脳機能と関数 人工知能の行く末
こんにちは,SGです.速報です.ゴールデンウィーク明けの週に一気に大量の課題が来ることが予想され,厳重な警戒が必要です(泣).
さて今回は,脳機能,関数,人工知能に関してということでつらつら書いていきます.関数というと数学アレルギーの人にとっては,見るだけで寒気がする代物だそうですが(友人談)数学的な話が主眼ではないので,お付き合いください.
脳機能というものは人間の行動をつかさどるものです.脳の働きによって私たちは生きているといっても過言ではありません.意識,無意識を含めたすべての行動は脳の指令によって行われています.逆に言えば,身体からありとあらゆるフィードバックを受けて,それらを統合しているのが脳です.
脳にはいまなお多くの謎が残されています.宇宙空間や深海に多くの謎があるのは有名で,ともすれば人類のフロンティアといわれます.しかしもっと身近な私たちの脳も小宇宙と呼ばれており,大きいなるフロンティアといえるでしょう.
さてその脳ですが,情報伝達はもちろん電気信号によって行われます.脳といっても物質すなわち原子の集まりでできているわけでその点ではほかのどんなものとも変わりはありません.
ここで生まれてくるのが人工知能という考え方です.脳が物質からできており,科学法則にのっとって働くのであれば,機械でも同じことができるはずだ,ということです.
人工知能というと様々なものが思い浮かべられることと思います.ボードゲームで人間をはるかに上回ったとか,シンギュラリティで人間を完全にうわまわるのではないかといった話から,iPhoneに内蔵されているSiriなど身近なものまで.

作業指示:
脳機能と人工知能についての文章の続きを、最後の文の次から書き進めてください。 記録は、この文章とは別の出典から取ったものです。

[図形ラベル付けの記録]
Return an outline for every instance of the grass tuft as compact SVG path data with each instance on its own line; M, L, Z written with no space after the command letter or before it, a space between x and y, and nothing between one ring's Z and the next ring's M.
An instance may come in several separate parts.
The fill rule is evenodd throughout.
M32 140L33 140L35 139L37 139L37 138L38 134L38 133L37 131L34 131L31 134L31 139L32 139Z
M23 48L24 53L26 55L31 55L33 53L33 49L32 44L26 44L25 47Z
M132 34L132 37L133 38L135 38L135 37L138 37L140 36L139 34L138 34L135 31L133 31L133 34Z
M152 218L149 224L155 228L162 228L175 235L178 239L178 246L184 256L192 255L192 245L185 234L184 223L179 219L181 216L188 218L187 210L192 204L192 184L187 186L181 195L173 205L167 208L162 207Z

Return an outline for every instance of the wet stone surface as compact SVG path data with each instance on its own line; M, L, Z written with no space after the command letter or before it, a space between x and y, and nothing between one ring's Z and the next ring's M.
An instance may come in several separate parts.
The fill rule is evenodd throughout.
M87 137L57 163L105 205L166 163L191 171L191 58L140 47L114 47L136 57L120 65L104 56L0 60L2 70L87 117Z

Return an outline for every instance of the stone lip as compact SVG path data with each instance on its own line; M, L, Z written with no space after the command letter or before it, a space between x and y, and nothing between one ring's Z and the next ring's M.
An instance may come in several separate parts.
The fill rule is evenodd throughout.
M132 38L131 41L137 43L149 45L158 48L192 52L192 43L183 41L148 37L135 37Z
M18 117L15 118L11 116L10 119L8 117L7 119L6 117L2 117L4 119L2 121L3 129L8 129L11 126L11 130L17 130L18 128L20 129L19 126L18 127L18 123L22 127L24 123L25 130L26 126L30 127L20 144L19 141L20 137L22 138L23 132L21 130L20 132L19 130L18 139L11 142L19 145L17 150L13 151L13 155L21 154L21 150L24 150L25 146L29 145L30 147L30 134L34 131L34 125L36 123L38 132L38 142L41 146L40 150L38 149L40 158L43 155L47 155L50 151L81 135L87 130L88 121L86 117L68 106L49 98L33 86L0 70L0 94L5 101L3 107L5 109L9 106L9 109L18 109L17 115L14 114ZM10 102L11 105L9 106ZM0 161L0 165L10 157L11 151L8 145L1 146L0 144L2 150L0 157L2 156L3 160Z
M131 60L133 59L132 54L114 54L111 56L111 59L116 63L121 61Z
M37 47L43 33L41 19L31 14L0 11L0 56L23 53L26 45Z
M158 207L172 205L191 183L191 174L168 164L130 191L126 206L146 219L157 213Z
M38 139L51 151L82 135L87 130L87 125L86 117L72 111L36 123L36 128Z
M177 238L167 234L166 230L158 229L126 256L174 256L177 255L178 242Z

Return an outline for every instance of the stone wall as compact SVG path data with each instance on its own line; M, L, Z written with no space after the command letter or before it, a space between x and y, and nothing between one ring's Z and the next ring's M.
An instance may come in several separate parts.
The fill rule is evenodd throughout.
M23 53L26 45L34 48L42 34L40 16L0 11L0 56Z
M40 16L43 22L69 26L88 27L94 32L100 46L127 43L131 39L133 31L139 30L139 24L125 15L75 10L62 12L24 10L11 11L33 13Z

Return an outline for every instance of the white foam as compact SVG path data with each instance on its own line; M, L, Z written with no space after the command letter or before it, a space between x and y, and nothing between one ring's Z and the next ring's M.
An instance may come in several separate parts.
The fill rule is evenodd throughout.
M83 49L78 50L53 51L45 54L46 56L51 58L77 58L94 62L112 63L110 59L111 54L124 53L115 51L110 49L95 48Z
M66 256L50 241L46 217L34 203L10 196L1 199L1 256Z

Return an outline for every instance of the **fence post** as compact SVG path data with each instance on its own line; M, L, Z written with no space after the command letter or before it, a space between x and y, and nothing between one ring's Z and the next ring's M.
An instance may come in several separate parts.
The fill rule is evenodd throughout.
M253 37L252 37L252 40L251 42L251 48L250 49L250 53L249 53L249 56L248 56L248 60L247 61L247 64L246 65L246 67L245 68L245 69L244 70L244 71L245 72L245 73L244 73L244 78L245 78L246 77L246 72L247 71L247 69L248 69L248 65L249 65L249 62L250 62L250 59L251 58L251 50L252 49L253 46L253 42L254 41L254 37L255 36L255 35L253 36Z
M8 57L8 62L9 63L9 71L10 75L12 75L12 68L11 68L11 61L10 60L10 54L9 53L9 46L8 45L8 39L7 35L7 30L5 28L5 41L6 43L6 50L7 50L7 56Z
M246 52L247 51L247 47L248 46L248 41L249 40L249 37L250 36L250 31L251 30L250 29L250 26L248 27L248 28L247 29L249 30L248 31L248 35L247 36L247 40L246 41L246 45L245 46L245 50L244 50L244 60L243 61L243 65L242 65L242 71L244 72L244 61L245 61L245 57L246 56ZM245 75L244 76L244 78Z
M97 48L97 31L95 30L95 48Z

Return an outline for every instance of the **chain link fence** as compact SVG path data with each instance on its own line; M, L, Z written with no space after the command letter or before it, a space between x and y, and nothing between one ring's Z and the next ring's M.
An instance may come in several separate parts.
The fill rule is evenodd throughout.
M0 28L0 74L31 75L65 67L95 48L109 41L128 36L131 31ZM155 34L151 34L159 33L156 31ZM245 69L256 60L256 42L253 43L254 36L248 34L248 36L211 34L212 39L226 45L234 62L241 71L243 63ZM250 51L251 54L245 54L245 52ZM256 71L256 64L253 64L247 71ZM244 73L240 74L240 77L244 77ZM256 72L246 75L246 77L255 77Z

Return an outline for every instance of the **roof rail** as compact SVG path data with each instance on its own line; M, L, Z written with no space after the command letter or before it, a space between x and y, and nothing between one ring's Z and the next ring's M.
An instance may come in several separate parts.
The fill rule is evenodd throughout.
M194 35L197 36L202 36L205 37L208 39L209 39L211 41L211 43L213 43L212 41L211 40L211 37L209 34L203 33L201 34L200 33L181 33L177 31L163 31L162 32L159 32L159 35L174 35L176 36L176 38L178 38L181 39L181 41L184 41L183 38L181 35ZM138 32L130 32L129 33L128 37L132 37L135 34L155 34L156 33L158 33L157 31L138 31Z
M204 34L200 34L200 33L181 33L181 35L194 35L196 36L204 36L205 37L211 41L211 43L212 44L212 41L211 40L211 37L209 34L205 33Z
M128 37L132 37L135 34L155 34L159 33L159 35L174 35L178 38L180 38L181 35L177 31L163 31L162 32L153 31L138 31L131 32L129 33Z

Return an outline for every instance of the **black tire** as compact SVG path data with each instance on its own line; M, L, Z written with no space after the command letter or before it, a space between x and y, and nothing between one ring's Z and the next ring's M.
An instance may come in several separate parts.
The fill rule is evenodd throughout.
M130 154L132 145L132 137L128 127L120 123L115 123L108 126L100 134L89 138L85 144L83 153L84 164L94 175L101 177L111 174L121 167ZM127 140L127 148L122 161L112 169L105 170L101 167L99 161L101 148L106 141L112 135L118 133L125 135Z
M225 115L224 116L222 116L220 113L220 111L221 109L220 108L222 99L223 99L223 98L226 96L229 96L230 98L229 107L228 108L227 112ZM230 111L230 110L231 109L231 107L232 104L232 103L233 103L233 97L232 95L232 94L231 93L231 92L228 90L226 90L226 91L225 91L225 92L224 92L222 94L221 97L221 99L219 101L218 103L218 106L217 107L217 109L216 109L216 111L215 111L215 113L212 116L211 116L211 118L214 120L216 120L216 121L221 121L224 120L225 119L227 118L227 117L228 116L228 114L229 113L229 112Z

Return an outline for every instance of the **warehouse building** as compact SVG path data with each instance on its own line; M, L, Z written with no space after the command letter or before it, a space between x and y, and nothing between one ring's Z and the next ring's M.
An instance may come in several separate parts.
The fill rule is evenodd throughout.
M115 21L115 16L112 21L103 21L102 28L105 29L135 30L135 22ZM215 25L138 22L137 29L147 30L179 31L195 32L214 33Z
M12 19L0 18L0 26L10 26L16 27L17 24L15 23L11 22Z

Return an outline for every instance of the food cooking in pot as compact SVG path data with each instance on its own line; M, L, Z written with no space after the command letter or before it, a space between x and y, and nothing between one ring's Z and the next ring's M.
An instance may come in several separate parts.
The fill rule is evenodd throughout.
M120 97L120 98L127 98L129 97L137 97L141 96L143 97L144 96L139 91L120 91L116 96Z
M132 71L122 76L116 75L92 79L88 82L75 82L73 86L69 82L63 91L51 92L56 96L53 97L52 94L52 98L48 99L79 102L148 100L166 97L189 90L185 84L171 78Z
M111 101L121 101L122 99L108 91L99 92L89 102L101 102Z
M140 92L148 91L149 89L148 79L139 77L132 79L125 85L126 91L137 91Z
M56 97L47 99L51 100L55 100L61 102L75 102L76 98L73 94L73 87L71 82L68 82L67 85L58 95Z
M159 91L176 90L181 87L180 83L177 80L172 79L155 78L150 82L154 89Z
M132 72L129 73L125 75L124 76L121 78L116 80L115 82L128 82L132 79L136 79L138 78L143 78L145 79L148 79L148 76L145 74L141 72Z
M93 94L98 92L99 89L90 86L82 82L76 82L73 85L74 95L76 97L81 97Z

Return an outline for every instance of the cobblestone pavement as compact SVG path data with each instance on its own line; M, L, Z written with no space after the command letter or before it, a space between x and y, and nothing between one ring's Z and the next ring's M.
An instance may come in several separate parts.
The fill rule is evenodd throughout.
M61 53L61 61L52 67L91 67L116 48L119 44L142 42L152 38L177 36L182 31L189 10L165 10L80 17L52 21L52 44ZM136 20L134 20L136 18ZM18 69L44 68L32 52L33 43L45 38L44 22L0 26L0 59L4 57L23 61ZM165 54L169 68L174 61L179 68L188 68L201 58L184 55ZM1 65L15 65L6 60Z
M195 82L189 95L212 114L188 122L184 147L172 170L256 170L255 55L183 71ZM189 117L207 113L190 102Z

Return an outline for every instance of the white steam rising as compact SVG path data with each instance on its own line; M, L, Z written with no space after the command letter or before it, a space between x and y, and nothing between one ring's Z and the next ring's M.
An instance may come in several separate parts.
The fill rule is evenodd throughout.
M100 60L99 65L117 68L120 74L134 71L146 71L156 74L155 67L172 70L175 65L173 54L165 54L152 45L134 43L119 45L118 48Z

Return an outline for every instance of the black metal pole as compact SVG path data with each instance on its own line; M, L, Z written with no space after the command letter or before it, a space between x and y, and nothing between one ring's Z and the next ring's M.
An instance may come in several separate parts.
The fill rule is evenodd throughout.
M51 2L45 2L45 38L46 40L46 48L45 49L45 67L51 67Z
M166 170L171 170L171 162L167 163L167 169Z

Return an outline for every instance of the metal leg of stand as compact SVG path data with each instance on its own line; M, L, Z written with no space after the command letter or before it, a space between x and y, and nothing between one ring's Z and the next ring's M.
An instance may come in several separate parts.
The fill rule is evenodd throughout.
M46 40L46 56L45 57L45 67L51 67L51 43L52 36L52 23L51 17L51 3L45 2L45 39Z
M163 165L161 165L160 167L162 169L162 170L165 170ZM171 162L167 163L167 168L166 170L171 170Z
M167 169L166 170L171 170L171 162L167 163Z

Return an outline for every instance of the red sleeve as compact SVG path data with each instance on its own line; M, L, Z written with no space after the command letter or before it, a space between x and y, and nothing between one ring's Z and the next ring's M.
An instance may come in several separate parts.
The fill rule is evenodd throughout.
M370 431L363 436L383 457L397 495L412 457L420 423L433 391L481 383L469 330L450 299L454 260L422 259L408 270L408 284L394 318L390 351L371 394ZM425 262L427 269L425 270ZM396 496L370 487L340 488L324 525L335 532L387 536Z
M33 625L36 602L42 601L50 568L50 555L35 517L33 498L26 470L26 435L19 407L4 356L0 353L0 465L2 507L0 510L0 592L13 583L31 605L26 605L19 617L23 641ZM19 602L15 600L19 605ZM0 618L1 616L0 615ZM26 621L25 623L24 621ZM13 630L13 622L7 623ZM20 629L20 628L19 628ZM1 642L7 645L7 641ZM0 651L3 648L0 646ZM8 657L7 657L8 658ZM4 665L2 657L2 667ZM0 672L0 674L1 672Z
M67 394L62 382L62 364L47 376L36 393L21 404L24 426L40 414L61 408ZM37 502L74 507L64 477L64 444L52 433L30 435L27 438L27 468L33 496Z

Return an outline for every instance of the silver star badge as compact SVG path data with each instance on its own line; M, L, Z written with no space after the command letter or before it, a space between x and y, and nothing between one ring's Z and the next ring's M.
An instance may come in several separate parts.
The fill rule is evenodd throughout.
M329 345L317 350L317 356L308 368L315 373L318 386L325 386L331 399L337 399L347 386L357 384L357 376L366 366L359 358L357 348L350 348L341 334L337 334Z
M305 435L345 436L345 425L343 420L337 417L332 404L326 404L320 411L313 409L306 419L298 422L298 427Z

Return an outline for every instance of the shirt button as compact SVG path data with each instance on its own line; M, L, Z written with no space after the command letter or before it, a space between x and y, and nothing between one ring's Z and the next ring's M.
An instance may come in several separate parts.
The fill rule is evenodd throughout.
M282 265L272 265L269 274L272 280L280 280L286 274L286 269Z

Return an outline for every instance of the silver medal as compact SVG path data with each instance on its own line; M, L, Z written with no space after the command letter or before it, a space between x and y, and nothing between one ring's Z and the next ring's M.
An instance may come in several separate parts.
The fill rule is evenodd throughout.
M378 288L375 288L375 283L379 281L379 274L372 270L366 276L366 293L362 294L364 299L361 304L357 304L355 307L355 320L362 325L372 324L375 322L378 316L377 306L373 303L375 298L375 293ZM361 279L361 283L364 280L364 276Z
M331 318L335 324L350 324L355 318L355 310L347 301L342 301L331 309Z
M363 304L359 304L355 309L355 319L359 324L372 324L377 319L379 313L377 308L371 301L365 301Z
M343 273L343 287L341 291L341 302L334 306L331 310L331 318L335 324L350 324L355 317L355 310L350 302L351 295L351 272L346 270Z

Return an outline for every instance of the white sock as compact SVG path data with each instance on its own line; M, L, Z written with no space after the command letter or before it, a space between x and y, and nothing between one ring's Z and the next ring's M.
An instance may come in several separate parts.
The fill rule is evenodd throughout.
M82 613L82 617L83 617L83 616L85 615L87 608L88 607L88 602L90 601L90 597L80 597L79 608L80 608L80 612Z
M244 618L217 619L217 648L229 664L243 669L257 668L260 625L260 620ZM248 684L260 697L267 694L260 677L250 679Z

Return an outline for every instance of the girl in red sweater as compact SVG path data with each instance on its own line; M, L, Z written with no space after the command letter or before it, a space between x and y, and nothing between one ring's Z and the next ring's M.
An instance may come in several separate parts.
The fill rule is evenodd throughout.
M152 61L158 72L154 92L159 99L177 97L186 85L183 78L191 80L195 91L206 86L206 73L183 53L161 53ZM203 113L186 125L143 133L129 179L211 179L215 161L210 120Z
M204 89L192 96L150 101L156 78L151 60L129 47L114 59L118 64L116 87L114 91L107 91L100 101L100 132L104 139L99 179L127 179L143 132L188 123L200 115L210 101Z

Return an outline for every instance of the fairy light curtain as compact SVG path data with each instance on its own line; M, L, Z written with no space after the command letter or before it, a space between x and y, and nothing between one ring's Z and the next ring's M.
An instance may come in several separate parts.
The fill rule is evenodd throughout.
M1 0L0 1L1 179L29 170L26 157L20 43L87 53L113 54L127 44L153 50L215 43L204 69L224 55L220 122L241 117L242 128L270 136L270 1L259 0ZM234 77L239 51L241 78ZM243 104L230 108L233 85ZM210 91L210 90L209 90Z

本課題の結果:
このように既に現代社会に浸透してきた人工知能ですが,一体いつからこのような発展を遂げてきたのでしょうか.多くの人がこれらは最近になって発展してきたと思いがちですが,実はそんなこともないのです.
実際,1980年代にはアメリカでカーネギーメロン大学などを中心に人工知能が研究されていました.アメリカ政府が国家プロジェクトとして大量の資金をつぎ込んだこともあり,人工知能の基本的な部分についてはおおむね研究が進んでいたのです.その中には例えば今話題のディープラーニングといった考え方も含まれています.
ではなぜ,最近になってここまで人工知能が人口に膾炙するようになったのでしょうか.それは,ハードウェアの進化によるものです.当時の2億倍以上の性能にまで向上しているといわれるハードウェアの進化によって複雑な計算ができるようになったことが今日の人工知能ブームにつながっているということです.人工知能のプログラムやアイデア自体が根本的に特別新しくなったわけではないことがポイントです.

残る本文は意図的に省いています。